* What you are asked to do
Check each line of the records for "green"; collect those that have it.

* Recorded data
--- START ---

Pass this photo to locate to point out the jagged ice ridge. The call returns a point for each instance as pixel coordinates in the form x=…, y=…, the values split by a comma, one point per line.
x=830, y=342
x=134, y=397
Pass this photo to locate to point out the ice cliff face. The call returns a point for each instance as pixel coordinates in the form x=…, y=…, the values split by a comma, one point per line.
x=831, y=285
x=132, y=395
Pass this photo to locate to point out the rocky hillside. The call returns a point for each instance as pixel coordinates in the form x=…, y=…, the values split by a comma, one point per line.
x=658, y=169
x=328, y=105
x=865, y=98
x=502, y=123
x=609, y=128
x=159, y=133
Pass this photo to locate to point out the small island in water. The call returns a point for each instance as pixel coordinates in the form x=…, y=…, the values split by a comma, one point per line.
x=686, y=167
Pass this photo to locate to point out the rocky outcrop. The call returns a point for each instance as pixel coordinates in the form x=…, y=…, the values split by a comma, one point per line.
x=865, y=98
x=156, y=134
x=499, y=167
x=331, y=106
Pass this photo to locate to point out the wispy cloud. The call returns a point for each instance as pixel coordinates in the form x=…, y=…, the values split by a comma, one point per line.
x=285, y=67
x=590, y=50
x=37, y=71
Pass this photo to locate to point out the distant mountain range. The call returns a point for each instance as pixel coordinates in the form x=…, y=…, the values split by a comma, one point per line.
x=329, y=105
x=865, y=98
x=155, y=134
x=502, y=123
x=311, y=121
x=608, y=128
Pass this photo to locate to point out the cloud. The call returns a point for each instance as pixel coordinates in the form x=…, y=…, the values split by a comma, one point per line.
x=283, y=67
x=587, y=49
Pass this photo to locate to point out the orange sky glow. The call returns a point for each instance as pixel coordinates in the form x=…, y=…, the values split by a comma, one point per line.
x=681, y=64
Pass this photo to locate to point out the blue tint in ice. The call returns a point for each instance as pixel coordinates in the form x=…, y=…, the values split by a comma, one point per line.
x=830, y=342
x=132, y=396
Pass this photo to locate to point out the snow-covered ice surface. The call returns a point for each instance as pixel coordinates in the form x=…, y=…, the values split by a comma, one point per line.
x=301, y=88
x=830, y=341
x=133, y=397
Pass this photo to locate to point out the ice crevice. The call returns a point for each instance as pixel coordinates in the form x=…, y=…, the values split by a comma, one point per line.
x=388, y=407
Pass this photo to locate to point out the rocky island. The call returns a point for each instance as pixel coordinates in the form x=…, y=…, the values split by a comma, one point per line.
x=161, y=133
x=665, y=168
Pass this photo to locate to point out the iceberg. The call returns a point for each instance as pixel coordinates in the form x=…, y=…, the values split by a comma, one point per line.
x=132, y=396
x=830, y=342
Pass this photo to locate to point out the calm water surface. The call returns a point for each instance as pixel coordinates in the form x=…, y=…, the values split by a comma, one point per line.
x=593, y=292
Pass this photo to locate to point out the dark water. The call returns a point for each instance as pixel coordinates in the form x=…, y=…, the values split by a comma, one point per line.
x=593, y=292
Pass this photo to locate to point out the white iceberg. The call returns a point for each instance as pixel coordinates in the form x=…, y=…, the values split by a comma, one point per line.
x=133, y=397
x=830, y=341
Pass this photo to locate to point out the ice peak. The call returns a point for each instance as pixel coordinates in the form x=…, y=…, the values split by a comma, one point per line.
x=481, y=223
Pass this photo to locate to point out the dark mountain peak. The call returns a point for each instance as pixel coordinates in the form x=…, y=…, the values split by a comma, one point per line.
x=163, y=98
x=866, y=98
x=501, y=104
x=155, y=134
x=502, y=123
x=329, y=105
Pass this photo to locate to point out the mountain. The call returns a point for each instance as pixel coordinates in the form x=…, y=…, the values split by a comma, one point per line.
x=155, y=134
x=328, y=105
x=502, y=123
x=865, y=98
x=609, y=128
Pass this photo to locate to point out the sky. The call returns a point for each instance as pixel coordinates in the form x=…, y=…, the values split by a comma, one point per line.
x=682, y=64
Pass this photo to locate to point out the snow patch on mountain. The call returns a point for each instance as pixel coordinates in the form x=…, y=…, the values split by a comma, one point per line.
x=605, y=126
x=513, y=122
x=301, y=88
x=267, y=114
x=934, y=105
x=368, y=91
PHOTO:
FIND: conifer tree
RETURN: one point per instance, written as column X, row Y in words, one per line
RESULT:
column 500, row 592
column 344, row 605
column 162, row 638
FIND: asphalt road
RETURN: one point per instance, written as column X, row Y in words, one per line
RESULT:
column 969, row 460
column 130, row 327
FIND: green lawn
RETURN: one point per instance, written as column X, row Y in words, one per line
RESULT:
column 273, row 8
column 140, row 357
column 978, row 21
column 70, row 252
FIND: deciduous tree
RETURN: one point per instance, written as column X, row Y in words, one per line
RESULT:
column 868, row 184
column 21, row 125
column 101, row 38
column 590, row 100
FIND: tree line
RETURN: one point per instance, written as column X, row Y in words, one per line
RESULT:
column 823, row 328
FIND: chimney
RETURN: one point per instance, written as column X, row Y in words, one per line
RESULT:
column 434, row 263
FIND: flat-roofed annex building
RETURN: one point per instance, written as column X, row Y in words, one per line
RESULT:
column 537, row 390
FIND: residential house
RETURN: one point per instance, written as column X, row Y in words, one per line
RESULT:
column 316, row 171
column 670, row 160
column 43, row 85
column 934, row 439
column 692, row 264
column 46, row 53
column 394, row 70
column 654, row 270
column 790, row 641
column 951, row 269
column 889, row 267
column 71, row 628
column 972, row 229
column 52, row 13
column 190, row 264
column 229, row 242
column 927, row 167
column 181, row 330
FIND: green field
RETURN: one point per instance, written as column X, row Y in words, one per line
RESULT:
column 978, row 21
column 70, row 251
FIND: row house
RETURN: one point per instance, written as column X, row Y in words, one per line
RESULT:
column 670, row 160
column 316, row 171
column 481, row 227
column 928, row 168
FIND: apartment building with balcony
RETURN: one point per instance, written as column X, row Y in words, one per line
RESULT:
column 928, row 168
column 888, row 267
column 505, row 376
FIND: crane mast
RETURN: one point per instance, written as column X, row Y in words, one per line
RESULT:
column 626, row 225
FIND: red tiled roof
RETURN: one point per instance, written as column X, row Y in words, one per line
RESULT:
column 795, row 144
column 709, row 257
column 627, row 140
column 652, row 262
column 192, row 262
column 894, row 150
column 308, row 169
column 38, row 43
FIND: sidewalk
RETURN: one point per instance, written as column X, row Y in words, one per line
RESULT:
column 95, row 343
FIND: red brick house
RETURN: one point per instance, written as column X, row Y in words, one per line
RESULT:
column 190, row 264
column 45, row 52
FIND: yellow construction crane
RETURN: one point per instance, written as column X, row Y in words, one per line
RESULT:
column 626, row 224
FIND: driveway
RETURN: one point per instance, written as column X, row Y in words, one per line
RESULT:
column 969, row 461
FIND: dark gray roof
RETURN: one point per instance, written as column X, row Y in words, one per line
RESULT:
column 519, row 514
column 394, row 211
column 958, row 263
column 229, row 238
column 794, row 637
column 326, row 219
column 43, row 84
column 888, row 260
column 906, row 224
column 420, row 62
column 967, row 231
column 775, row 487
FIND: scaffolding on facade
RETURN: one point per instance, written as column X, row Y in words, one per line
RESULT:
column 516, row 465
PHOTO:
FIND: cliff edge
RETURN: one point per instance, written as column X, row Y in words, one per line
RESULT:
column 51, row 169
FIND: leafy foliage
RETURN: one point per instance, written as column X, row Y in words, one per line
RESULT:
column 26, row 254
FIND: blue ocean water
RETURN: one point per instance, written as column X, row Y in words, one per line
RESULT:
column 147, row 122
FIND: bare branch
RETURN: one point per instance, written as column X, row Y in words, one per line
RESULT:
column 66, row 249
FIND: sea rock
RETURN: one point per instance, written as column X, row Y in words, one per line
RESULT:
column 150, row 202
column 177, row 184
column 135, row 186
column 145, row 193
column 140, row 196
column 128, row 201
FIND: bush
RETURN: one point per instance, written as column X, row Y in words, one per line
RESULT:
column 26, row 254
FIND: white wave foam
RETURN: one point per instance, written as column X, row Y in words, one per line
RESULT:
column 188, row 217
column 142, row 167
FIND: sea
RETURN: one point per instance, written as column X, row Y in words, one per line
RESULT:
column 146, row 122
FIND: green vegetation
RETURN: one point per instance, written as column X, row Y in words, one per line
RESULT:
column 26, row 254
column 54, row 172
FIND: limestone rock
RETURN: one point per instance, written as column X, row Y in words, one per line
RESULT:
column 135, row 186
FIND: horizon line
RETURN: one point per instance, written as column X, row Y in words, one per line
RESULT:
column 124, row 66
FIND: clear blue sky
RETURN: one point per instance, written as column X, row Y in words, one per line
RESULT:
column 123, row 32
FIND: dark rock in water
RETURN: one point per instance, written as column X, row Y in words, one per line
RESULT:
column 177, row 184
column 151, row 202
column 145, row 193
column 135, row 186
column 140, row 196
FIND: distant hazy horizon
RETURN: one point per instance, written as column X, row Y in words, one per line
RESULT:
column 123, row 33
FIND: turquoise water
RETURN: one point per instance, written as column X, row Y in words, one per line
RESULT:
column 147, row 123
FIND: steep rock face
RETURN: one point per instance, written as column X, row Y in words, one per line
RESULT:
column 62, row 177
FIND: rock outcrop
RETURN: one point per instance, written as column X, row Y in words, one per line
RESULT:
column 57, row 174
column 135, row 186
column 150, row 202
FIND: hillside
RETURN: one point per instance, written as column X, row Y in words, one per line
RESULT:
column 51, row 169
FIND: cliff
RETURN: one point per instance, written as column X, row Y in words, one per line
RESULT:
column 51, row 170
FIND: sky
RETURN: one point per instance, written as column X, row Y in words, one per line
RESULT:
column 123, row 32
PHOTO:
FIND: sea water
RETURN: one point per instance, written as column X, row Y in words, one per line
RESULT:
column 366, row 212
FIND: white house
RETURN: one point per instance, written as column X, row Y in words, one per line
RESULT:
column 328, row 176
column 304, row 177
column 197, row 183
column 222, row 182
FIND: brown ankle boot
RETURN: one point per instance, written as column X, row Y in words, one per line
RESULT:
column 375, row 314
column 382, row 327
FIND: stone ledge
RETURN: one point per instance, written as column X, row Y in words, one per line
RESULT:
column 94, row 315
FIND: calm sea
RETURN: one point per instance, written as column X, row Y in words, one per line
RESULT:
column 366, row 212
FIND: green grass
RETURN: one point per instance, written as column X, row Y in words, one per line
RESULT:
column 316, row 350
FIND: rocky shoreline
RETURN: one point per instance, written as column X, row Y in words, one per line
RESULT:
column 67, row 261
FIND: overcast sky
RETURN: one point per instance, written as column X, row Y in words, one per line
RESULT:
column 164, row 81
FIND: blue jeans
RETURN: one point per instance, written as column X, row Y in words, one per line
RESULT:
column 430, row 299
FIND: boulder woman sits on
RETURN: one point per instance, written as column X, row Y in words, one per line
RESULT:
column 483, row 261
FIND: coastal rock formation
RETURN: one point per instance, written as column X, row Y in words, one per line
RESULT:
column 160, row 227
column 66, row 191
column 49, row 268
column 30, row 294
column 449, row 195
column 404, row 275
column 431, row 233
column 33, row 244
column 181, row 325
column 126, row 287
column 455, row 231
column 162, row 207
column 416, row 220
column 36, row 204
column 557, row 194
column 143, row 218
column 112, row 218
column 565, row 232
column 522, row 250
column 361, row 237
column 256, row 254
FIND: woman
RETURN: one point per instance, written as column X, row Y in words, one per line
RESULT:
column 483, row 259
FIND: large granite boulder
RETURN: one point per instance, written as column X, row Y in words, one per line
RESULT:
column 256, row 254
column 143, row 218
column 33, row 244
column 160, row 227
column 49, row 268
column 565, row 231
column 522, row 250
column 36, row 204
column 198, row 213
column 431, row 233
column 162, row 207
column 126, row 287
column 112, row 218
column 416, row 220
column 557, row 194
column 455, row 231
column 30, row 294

--- END ---

* Worked solution
FIND: green lawn
FIND: green field
FIND: green vegetation
FIND: green grass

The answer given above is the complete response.